Task to complete »
Lines from the one with "# point at: green seedling" through the end of the listing below are to be retyped exactly.
---------- Given records
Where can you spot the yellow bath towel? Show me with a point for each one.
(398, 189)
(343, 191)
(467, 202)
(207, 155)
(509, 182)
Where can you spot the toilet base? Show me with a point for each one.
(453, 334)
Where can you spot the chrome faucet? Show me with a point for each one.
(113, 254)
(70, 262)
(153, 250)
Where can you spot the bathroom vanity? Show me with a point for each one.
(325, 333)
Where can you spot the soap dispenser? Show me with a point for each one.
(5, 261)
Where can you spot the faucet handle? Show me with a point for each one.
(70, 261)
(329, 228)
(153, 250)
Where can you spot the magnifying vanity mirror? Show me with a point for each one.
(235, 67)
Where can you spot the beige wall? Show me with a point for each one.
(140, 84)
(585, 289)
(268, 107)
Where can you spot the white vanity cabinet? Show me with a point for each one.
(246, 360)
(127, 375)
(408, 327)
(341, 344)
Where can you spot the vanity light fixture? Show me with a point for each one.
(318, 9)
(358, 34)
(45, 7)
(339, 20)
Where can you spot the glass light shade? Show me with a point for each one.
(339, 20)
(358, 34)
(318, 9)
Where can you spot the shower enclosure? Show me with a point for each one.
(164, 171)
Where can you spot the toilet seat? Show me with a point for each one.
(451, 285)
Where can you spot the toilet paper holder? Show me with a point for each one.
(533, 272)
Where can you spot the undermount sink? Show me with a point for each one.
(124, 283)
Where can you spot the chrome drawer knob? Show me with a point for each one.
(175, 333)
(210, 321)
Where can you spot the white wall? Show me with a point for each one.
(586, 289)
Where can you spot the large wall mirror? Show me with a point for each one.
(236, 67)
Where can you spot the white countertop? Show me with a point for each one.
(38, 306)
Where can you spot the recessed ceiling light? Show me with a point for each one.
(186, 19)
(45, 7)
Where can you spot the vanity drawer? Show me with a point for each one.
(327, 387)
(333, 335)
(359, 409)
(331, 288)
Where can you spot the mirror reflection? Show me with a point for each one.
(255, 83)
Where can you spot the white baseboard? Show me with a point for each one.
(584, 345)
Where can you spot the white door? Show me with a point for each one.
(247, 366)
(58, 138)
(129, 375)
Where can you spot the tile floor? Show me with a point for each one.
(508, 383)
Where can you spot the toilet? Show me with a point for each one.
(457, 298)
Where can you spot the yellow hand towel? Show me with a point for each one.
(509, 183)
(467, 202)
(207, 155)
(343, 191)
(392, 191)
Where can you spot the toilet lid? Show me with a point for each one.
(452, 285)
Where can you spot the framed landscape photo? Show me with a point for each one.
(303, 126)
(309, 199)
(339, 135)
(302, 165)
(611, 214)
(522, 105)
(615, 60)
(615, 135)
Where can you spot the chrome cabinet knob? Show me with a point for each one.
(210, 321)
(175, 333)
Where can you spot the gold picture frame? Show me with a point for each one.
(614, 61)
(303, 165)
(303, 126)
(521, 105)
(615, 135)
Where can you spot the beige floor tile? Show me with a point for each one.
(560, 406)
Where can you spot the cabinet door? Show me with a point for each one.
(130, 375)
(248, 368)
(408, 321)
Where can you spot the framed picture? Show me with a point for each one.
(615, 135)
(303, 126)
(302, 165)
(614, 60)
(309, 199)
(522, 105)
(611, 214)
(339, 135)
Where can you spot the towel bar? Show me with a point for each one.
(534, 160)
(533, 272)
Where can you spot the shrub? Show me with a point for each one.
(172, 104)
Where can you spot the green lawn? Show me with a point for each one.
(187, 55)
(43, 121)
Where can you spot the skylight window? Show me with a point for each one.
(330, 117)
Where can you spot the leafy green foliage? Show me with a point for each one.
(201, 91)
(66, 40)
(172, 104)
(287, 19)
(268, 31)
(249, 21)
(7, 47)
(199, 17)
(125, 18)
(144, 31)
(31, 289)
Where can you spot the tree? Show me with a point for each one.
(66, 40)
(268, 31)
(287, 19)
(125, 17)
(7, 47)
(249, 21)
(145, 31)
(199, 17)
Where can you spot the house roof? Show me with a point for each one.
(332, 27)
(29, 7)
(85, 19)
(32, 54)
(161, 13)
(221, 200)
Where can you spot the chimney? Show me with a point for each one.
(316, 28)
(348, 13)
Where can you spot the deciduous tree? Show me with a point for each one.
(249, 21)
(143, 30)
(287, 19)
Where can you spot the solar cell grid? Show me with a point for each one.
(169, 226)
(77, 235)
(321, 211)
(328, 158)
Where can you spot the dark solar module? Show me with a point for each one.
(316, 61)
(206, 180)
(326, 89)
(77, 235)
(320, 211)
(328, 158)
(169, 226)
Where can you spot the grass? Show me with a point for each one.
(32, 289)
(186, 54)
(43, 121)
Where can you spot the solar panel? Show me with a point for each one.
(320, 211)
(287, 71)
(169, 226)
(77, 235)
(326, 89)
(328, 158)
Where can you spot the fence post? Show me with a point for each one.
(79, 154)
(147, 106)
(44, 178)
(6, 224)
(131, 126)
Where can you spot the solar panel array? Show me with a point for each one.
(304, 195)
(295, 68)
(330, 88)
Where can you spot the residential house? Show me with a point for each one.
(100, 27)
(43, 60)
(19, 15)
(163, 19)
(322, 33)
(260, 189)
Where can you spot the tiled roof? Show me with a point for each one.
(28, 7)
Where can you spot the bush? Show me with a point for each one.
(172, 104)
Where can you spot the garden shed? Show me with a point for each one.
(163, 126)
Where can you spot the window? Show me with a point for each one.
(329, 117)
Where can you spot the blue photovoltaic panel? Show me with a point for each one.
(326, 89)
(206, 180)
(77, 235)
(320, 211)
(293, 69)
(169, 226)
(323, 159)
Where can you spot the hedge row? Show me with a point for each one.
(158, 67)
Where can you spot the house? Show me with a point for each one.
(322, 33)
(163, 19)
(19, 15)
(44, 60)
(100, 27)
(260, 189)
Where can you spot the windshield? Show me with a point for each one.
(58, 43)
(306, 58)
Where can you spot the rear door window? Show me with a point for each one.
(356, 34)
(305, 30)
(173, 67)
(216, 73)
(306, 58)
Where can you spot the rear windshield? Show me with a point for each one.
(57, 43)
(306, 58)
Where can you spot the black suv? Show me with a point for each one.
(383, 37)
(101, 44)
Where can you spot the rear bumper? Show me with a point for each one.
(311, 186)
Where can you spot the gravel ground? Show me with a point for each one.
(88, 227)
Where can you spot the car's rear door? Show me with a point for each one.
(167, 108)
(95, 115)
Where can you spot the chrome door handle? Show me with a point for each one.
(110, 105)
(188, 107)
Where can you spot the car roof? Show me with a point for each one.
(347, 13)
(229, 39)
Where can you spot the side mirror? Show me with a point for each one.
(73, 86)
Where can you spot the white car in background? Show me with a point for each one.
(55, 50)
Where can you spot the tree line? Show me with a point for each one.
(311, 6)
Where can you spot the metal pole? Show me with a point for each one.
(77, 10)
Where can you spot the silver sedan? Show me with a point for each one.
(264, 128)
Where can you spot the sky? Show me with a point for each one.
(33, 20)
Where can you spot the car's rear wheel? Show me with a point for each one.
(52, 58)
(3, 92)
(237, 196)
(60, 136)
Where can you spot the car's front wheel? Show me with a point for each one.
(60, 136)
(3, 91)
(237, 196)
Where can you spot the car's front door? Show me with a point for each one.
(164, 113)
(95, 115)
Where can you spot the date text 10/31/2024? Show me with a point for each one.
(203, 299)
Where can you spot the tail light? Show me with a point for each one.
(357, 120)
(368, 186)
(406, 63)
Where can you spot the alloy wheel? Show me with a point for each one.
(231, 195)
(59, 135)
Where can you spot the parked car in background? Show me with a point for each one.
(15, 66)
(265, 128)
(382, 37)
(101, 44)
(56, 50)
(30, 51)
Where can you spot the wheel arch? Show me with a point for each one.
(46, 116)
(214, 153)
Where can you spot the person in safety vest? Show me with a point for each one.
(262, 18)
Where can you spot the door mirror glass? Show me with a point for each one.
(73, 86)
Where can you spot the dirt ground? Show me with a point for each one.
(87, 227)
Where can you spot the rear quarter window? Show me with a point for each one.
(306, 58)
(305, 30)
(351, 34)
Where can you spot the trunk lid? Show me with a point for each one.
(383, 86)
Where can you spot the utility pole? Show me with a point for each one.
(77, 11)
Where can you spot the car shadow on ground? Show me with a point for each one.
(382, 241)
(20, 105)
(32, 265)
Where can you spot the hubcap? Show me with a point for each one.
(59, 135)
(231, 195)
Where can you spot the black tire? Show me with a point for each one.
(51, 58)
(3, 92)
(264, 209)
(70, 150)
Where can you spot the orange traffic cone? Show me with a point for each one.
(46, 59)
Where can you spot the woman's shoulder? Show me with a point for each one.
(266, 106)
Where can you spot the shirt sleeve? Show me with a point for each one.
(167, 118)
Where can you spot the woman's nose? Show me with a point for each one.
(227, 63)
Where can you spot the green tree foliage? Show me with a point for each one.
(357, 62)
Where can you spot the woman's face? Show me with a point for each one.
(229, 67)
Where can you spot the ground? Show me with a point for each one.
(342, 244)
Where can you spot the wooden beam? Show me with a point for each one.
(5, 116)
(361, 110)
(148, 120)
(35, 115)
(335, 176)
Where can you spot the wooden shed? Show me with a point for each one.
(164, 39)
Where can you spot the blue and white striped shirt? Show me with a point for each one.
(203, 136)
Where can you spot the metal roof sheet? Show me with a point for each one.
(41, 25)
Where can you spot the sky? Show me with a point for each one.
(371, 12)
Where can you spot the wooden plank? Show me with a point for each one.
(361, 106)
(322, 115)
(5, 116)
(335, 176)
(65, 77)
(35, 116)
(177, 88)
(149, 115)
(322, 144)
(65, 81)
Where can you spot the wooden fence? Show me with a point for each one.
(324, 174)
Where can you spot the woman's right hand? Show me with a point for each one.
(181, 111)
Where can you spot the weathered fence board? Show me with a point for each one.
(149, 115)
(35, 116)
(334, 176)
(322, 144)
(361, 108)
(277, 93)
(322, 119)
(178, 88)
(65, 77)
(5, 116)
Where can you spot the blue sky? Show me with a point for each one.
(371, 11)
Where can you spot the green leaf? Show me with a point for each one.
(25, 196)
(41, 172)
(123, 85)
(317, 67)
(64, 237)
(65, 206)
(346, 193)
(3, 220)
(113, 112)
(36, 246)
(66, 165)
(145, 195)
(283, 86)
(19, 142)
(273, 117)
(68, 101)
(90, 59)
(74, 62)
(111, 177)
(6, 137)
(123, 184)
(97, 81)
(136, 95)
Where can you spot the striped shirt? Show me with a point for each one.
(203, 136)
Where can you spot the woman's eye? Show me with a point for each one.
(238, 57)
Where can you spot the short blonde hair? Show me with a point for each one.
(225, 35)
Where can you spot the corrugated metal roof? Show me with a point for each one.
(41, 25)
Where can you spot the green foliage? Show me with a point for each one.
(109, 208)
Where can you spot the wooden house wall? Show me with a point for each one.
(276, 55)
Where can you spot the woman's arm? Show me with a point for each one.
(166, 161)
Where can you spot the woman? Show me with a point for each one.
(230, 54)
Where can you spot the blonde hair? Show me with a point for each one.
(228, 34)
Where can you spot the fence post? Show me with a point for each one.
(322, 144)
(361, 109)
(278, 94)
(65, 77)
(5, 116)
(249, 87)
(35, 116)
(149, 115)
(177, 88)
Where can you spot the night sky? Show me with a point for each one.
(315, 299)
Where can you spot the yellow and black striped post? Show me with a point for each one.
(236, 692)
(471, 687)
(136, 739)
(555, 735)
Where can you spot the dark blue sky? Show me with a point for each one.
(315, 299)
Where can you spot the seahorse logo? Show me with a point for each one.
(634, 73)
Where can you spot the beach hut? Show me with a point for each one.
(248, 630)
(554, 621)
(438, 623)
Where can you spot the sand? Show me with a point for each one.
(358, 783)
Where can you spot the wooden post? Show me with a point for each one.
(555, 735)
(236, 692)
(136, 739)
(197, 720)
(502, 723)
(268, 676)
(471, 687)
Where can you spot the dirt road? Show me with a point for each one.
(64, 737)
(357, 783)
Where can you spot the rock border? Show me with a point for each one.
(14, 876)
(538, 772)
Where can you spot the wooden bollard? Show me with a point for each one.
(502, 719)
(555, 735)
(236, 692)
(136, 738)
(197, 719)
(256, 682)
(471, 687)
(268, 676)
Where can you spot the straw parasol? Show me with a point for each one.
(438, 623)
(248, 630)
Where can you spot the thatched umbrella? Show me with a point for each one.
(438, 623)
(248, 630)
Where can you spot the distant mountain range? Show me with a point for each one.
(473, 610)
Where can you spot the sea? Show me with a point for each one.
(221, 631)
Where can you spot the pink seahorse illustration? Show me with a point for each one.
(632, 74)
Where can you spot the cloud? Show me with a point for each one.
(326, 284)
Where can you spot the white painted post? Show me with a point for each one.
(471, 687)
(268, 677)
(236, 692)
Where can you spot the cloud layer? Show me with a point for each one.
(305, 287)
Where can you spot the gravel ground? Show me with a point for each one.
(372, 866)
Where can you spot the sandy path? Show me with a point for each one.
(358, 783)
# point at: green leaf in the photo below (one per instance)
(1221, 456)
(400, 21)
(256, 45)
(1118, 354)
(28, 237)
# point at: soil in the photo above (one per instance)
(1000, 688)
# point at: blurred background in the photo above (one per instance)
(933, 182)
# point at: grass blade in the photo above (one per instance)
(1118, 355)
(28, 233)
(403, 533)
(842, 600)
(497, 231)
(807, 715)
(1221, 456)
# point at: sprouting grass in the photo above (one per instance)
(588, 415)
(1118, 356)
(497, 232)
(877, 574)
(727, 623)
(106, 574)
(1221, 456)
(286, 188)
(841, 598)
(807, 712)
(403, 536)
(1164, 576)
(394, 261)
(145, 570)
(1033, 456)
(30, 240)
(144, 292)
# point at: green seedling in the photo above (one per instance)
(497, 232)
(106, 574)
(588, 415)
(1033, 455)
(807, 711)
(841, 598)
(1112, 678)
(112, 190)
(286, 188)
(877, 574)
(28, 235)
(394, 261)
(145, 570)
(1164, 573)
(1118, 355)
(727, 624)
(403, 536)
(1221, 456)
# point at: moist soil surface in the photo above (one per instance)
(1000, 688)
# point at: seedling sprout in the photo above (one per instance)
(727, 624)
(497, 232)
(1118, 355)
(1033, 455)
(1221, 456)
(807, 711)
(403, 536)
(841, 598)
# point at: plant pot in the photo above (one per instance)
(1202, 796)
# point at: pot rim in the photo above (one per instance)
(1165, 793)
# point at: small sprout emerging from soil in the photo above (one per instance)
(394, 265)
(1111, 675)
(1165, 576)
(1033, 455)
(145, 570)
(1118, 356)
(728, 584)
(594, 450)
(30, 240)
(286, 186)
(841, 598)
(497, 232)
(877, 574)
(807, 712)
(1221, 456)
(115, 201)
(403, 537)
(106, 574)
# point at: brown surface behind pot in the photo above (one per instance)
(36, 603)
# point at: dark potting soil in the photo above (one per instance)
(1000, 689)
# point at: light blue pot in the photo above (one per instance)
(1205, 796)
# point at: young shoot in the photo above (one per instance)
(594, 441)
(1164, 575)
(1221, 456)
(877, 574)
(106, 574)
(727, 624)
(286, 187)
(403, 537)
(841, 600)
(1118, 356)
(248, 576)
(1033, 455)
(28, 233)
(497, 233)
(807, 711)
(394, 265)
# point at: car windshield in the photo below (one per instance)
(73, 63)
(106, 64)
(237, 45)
--------------------
Response for this exercise »
# point at: green seedling in the photo above (one per instance)
(497, 232)
(106, 574)
(588, 415)
(1033, 455)
(807, 711)
(841, 598)
(1112, 678)
(112, 190)
(286, 188)
(877, 574)
(28, 235)
(394, 261)
(145, 570)
(1164, 573)
(1118, 355)
(727, 624)
(403, 536)
(1221, 456)
# point at: moist soil surface in the photo above (one per instance)
(1000, 688)
# point at: seedling sprout in the photo above (one per instance)
(727, 624)
(497, 232)
(1118, 355)
(1033, 455)
(1221, 456)
(807, 711)
(403, 536)
(841, 598)
# point at: plant pot in the photo above (one per instance)
(1202, 796)
# point at: pot rim in the photo above (one per instance)
(1165, 793)
# point at: small sprout emerging from soil in the photo above (one per instance)
(394, 265)
(1111, 675)
(1165, 576)
(1033, 455)
(145, 570)
(1118, 356)
(728, 584)
(594, 450)
(30, 240)
(286, 186)
(841, 598)
(497, 232)
(877, 574)
(807, 712)
(1221, 456)
(115, 201)
(403, 537)
(106, 574)
# point at: brown surface behind pot in the photo above (one per instance)
(36, 603)
# point at: dark potting soil in the photo above (one per instance)
(1000, 689)
# point at: light blue pot in the photo above (one per instance)
(1205, 796)
# point at: young shoot in the photo above (one per instance)
(594, 441)
(1164, 575)
(1221, 456)
(877, 574)
(106, 574)
(727, 624)
(286, 187)
(403, 537)
(841, 600)
(1118, 356)
(248, 576)
(1033, 455)
(28, 233)
(497, 233)
(807, 711)
(394, 265)
# point at: car windshield in the photo below (one per instance)
(73, 63)
(106, 64)
(237, 45)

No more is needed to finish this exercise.